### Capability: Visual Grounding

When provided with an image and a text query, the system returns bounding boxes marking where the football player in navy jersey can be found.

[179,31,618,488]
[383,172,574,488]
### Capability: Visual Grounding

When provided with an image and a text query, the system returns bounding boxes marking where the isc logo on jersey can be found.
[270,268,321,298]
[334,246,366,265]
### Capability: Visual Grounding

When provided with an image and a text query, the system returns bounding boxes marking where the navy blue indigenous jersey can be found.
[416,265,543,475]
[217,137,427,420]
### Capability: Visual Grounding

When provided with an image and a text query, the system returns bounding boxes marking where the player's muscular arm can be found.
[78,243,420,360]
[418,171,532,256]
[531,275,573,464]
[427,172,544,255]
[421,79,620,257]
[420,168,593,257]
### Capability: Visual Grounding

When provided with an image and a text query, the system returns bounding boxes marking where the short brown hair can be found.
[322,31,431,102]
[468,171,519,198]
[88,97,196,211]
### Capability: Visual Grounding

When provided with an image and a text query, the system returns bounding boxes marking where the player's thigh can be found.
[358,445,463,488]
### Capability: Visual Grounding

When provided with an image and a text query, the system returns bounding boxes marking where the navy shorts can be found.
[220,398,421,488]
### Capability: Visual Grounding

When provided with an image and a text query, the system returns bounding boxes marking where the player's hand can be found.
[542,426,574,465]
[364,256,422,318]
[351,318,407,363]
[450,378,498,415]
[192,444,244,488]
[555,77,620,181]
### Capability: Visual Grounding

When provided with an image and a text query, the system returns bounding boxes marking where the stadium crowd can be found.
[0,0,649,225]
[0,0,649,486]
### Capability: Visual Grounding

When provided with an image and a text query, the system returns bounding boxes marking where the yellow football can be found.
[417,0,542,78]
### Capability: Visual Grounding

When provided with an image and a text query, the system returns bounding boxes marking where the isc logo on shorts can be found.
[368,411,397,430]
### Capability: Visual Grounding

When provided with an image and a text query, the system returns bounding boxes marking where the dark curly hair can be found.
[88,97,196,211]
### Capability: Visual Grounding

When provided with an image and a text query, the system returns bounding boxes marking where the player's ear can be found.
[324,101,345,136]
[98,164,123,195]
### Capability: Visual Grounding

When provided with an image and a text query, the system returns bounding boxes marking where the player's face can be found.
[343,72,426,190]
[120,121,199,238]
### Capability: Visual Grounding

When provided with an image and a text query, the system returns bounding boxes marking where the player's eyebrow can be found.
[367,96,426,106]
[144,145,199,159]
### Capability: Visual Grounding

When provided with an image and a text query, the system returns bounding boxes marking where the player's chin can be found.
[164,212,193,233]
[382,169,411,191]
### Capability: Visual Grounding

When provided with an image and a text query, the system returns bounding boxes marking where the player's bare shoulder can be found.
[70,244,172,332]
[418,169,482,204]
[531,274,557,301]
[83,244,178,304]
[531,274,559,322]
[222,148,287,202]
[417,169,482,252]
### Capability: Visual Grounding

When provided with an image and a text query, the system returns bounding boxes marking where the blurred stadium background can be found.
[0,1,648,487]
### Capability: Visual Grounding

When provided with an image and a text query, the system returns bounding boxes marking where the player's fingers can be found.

::::

▸ Exercise prompt
Restate all of the data above. Match it word for word.

▸ Answer to this task
### Capability: Visual Grounding

When provided with an image and a text query, the system returns bounding boxes marking where the football player in navy jersey can be found.

[179,31,618,488]
[383,172,574,488]
### Capability: Visual Grounding

When provided with an image and a text query, the system returns bounding boxes marking where the isc logo on jersey can be found.
[270,268,321,298]
[334,246,366,265]
### Capability: Visual Grounding

When provided with an image and a text query, the system returns bounding boxes marking where the navy blue indigenous jersey can be found.
[416,265,543,475]
[217,137,427,420]
### Capability: Visual Grounding

When provided with an image and a text query, the system returns bounding boxes marking where the player's muscular arm can be found.
[78,243,420,360]
[418,171,532,256]
[531,275,573,464]
[427,172,544,255]
[421,79,620,257]
[420,168,593,257]
### Capability: Visual Grounding

When provided with an image and a text query, the system returns bounding boxes marking where the short brown hair can be found.
[322,31,431,102]
[468,171,519,198]
[88,97,196,211]
### Capability: Visual Grounding

When provided with an image and a text query, the system returns bounding boxes marking where the player's thigh can be found.
[358,445,463,488]
### Capability: Visual Grounding

When provided with an image and a text query, the system returns bounding boxes marking where the navy shorts can be found.
[220,398,421,488]
### Capability: Visual Grounding

When provided with an image and a text query, the system returns bounding boxes marking where the player's hand can be found.
[542,426,574,465]
[364,256,422,318]
[351,318,407,363]
[450,378,498,415]
[192,444,244,488]
[555,77,620,181]
### Capability: Visual Grounding

When provided with an image and a text query, the system returns bounding boxes marking where the stadium crowd can be found.
[0,0,649,225]
[0,0,649,486]
### Capability: Visual Grounding

When provided with an image and a text query, the system returns bounding boxes marking where the yellow football can be found.
[417,0,542,78]
### Capability: Visual Grounding

When provided with an image and a text query, the system returns bounding boxes marking where the isc logo on shorts can be found.
[368,411,397,430]
### Capability: Visual Grounding

When provided with an image and a text query, the system returns bounding boxes marking where the dark curly hair can be found.
[88,97,196,211]
### Capability: Visual Grounding

When provided with an image and a text query, the system returns bounding boxes marking where the player's ear can be found.
[324,101,345,136]
[98,164,123,195]
### Capability: Visual Grounding

When provided with an image and a text query, the system returns bounding boxes marking where the player's face can be found.
[343,72,426,190]
[120,121,199,238]
### Capability: Visual Grounding

When provided with an image and a text query, the system returns bounding boxes marking where the player's eyebrow can be found.
[367,96,426,106]
[144,145,199,159]
### Capability: Visual Grounding

When provided with an image and a text query, the system returns bounding boxes marking where the player's chin can be found.
[164,212,193,233]
[382,169,411,191]
### Capability: Visual Grounding

When provided with an image and a text query, the system returns bounding boxes marking where the player's bare shoulder can be found.
[70,244,172,332]
[418,169,482,204]
[531,274,557,301]
[83,244,178,304]
[531,274,559,322]
[222,148,287,202]
[417,169,482,252]
### Capability: Visual Grounding

When provided with an image and a text query, the system returns bounding boxes marking where the blurred stadium background can be found.
[0,1,648,487]
### Capability: Visual Grounding

When provided with an image and a text query, the system returns bounding boxes marking where the player's fingers can be found.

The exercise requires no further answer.